» 本文抜粋:
===

INTERVIEW No.853
株式会社ミヨシ
代表取締役 三吉 立人 さん(54)
Qちゃん〜八十吉ラーメン
昭和50年(1975年)に、父が飲食業を始めました。焼鳥の「Qちゃん」です。もとは会社員でしたが、九州の焼き鳥屋で修行し、福山で独立しました。そのとき私は5歳でした。
その後、店は伏見町から昭和町に移転。系列店を増やし、居酒屋やピザ屋など、一時は最大で6店舗になりました。その羽振りの良さをみていた私は、大学卒業後すぐに父の会社で働くことにしました。
入社後間もなく、父が「ラーメン屋をする。豚骨ラーメンの本場、九州で学んできてくれ」と言いました。ラーメン店としての食材の仕入れや器具などのオペレーションを担当するという目的で、一人暮らしをしたかった私は、すぐ承諾しました。久留米には姉が住んでいたので、本場福岡を避け、敢えて知人のいない熊本へ。25歳で呼び戻されて、東福山駅の近くに「九州ラーメン Qちゃん」をオープンしました。
最初数年は移転が続き、10席ほどの繊維ビル(今のアイネスフクヤマ)、「福山八十吉ラーメン」と改名した千田町の182号沿いを経て、1998年にサントーク(今のさんすて)2番街に落ち着きました。
大鍋で焚く豚骨スープ
豚骨スープは、直径1mの大鍋で焚きます。毎日、豚骨やガラを足し、大きな棒でかき混ぜ、あくやカスをきれいに取り除きながらまた継ぎ足していくスタイルを続けて、オリジナルの白濁した濃厚な味にたどり着きました。といっても、その日の素材にあわせた微調整が必要で、毎日8時間格闘します。これでいいのか?これが最高なのか?と日々自分に問いかけながら30年が経ちました。このスープをベースに、にんにく油がガツンとくる「福山八十吉ラーメン」が不動の一番人気です。最近は、丁寧に仕込んだ鶏ガラベースの塩、尾道醤油もご好評いただいています。

===

[ポインティング用データセットの抜粋]
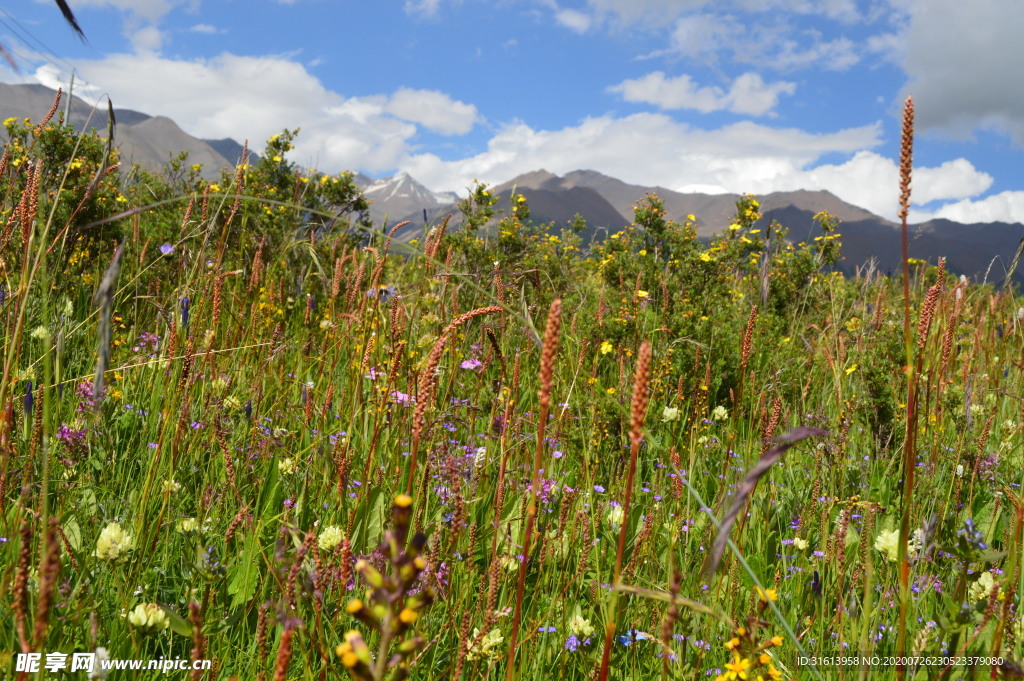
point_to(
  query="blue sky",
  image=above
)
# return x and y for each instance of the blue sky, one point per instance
(736, 95)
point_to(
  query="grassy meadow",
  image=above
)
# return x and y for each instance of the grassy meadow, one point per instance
(240, 423)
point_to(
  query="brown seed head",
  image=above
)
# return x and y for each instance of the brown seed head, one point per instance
(906, 158)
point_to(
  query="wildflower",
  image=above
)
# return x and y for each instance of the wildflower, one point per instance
(113, 542)
(580, 626)
(330, 538)
(632, 636)
(485, 647)
(981, 589)
(148, 619)
(736, 669)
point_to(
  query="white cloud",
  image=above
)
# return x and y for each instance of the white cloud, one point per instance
(369, 133)
(424, 7)
(205, 29)
(1003, 207)
(576, 20)
(434, 111)
(962, 59)
(146, 10)
(647, 149)
(771, 44)
(748, 94)
(148, 39)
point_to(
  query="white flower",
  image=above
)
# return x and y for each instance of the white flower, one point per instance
(485, 647)
(581, 627)
(113, 542)
(982, 588)
(330, 538)
(148, 618)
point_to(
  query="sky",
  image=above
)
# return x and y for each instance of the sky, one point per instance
(692, 95)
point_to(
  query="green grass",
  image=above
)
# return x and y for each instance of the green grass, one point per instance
(252, 453)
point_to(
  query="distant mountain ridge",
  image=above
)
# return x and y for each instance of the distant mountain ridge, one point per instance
(981, 251)
(148, 140)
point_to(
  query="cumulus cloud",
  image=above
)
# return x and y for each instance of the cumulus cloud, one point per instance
(219, 97)
(961, 59)
(646, 149)
(1003, 207)
(434, 111)
(748, 94)
(576, 20)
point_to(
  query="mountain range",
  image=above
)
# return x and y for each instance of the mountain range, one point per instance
(983, 251)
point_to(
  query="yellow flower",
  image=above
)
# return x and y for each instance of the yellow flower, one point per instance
(148, 618)
(113, 542)
(737, 670)
(330, 538)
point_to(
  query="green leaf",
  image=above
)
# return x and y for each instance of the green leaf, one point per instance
(178, 624)
(244, 573)
(74, 534)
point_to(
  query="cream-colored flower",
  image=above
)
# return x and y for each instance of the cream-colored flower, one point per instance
(888, 544)
(486, 646)
(581, 627)
(113, 542)
(330, 538)
(148, 619)
(981, 589)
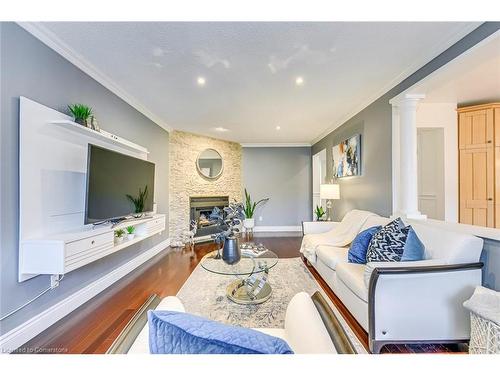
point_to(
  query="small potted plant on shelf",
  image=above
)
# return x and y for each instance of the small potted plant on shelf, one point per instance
(320, 213)
(80, 112)
(119, 233)
(139, 201)
(130, 232)
(249, 209)
(229, 223)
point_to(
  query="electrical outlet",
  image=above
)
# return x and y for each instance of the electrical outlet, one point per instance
(54, 281)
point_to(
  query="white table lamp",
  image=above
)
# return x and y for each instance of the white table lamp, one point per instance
(329, 192)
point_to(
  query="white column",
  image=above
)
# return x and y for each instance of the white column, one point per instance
(408, 173)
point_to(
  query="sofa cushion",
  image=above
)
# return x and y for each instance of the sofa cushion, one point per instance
(388, 243)
(449, 246)
(374, 221)
(352, 275)
(172, 332)
(359, 247)
(331, 255)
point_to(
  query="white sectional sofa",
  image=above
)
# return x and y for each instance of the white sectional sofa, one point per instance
(405, 302)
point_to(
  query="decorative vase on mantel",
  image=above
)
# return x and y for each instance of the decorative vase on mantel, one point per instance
(231, 253)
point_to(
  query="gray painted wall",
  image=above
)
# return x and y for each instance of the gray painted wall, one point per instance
(373, 189)
(29, 68)
(284, 175)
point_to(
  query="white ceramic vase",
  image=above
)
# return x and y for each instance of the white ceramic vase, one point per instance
(249, 223)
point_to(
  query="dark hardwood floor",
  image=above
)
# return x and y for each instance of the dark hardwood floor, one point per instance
(93, 327)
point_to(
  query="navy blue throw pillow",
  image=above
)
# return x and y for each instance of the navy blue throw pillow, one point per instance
(414, 248)
(359, 247)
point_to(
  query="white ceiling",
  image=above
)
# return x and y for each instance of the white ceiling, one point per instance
(471, 78)
(250, 70)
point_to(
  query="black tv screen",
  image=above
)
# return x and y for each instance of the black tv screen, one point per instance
(111, 178)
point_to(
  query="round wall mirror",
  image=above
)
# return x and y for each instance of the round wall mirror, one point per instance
(209, 163)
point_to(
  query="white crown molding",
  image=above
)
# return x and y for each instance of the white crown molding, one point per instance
(21, 334)
(52, 41)
(303, 144)
(428, 57)
(276, 228)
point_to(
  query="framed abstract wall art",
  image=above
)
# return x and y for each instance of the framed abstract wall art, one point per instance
(347, 157)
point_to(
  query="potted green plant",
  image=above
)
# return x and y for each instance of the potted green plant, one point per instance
(130, 232)
(229, 224)
(80, 112)
(119, 233)
(249, 210)
(139, 201)
(320, 213)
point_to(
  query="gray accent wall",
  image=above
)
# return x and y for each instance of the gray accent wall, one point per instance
(282, 174)
(29, 68)
(373, 189)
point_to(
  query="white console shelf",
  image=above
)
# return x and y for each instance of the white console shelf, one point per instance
(62, 253)
(101, 135)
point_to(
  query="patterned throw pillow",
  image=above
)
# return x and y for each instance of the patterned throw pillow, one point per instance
(387, 245)
(359, 246)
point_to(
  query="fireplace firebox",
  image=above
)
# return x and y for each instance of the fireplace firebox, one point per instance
(200, 209)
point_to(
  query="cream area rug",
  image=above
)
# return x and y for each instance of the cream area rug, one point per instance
(204, 294)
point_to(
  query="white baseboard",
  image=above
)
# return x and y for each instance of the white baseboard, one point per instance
(29, 329)
(273, 228)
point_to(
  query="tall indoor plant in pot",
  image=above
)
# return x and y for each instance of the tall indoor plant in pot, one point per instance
(229, 223)
(249, 222)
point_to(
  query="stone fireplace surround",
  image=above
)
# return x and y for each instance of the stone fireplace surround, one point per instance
(200, 207)
(185, 181)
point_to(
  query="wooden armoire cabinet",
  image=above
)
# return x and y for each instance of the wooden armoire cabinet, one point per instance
(479, 165)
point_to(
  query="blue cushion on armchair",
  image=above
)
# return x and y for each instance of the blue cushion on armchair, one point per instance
(414, 249)
(173, 332)
(359, 246)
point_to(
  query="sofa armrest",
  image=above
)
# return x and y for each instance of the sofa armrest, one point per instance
(420, 303)
(304, 329)
(381, 267)
(314, 227)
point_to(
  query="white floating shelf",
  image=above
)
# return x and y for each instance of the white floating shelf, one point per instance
(101, 135)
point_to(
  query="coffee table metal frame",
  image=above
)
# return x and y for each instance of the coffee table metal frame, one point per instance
(251, 287)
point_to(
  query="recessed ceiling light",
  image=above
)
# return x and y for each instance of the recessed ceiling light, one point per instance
(221, 129)
(201, 81)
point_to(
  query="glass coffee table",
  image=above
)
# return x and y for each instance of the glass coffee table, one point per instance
(251, 272)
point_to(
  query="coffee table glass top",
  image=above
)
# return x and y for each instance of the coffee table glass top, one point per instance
(251, 262)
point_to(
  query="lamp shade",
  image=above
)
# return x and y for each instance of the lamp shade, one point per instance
(329, 191)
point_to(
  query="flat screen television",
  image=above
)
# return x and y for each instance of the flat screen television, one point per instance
(113, 179)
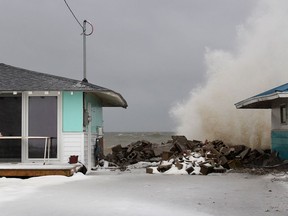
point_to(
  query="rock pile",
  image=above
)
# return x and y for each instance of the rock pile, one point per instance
(184, 156)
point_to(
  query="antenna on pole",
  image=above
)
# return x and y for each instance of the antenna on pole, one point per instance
(85, 34)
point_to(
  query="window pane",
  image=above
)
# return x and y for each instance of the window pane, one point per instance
(42, 122)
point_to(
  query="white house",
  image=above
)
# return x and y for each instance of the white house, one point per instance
(38, 110)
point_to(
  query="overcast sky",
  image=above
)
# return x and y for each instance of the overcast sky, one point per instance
(150, 51)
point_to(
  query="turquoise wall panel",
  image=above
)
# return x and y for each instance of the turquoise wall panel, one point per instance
(96, 111)
(280, 143)
(72, 112)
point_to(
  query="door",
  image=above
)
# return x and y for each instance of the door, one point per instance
(42, 122)
(10, 125)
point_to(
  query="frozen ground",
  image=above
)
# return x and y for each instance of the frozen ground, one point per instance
(137, 193)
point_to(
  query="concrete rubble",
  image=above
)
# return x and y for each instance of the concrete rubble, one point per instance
(182, 156)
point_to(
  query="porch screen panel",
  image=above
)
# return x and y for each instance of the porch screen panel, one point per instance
(42, 121)
(10, 125)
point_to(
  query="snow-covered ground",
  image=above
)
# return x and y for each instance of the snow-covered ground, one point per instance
(138, 193)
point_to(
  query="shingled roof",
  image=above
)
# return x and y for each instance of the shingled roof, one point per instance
(19, 79)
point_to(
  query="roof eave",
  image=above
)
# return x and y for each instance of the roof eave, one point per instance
(261, 102)
(111, 99)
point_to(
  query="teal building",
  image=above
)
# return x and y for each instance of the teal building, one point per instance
(275, 99)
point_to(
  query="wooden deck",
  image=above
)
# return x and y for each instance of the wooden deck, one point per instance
(34, 170)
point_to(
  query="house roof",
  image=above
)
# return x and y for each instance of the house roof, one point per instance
(265, 99)
(19, 79)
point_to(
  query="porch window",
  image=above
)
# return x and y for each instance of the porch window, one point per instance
(10, 125)
(283, 113)
(42, 121)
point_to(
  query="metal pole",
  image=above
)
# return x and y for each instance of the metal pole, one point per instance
(84, 51)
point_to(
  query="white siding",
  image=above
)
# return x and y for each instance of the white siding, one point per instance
(276, 120)
(91, 152)
(72, 144)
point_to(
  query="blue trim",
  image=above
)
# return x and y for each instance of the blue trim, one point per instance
(280, 143)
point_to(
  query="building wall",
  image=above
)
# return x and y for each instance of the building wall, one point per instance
(72, 111)
(279, 140)
(279, 132)
(72, 144)
(96, 112)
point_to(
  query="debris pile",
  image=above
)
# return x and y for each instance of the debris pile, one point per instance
(184, 156)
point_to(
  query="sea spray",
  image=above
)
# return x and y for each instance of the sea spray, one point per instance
(258, 62)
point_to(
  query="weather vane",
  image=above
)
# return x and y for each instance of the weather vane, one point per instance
(85, 34)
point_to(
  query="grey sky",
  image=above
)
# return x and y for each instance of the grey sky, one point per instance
(150, 51)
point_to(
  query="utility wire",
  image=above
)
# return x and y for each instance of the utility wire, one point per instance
(73, 14)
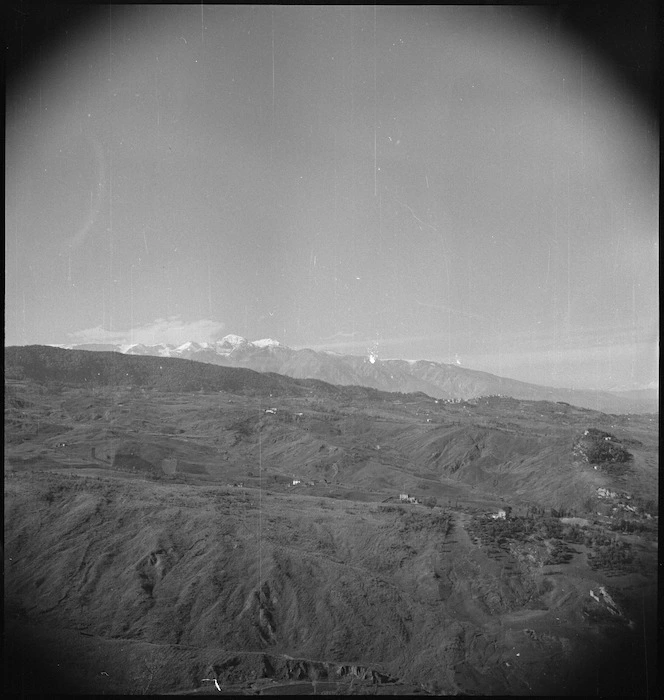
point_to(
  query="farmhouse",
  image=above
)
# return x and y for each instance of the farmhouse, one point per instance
(502, 514)
(405, 498)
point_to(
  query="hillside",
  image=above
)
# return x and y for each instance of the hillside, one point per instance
(160, 539)
(442, 381)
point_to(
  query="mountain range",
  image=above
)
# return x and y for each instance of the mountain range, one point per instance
(436, 379)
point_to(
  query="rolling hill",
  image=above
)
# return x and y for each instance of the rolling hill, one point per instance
(436, 379)
(172, 526)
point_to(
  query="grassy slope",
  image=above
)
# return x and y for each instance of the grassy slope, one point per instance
(176, 581)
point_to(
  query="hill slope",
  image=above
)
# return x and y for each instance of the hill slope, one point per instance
(433, 378)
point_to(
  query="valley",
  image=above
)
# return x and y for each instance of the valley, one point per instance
(168, 531)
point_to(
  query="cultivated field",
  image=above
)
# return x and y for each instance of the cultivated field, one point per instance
(179, 555)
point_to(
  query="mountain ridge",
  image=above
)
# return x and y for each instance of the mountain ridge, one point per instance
(436, 379)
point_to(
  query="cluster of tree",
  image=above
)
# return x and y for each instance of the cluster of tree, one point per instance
(490, 531)
(557, 552)
(600, 447)
(616, 556)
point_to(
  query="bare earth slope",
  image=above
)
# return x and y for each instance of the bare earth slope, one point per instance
(180, 556)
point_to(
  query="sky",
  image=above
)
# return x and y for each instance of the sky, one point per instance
(460, 184)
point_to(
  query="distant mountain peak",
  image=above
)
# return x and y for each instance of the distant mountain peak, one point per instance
(233, 340)
(266, 343)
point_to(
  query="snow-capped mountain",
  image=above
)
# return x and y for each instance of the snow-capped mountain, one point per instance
(439, 380)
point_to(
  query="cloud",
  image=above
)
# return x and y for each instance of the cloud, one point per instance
(172, 330)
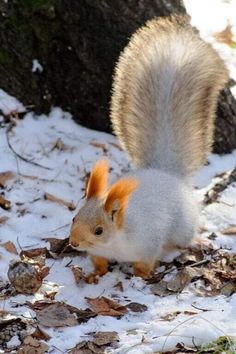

===

» 課題内容: インタビュー本文のうち、「その後、店は伏見町から昭和町」から「油もご好評いただいています。」までの部分を、両端の語句も含めて一字も変えずに引用してください。

» 解答:
その後、店は伏見町から昭和町に移転。系列店を増やし、居酒屋やピザ屋など、一時は最大で6店舗になりました。その羽振りの良さをみていた私は、大学卒業後すぐに父の会社で働くことにしました。
入社後間もなく、父が「ラーメン屋をする。豚骨ラーメンの本場、九州で学んできてくれ」と言いました。ラーメン店としての食材の仕入れや器具などのオペレーションを担当するという目的で、一人暮らしをしたかった私は、すぐ承諾しました。久留米には姉が住んでいたので、本場福岡を避け、敢えて知人のいない熊本へ。25歳で呼び戻されて、東福山駅の近くに「九州ラーメン Qちゃん」をオープンしました。
最初数年は移転が続き、10席ほどの繊維ビル(今のアイネスフクヤマ)、「福山八十吉ラーメン」と改名した千田町の182号沿いを経て、1998年にサントーク(今のさんすて)2番街に落ち着きました。
大鍋で焚く豚骨スープ
豚骨スープは、直径1mの大鍋で焚きます。毎日、豚骨やガラを足し、大きな棒でかき混ぜ、あくやカスをきれいに取り除きながらまた継ぎ足していくスタイルを続けて、オリジナルの白濁した濃厚な味にたどり着きました。といっても、その日の素材にあわせた微調整が必要で、毎日8時間格闘します。これでいいのか?これが最高なのか?と日々自分に問いかけながら30年が経ちました。このスープをベースに、にんにく油がガツンとくる「福山八十吉ラーメン」が不動の一番人気です。最近は、丁寧に仕込んだ鶏ガラベースの塩、尾道醤油もご好評いただいています。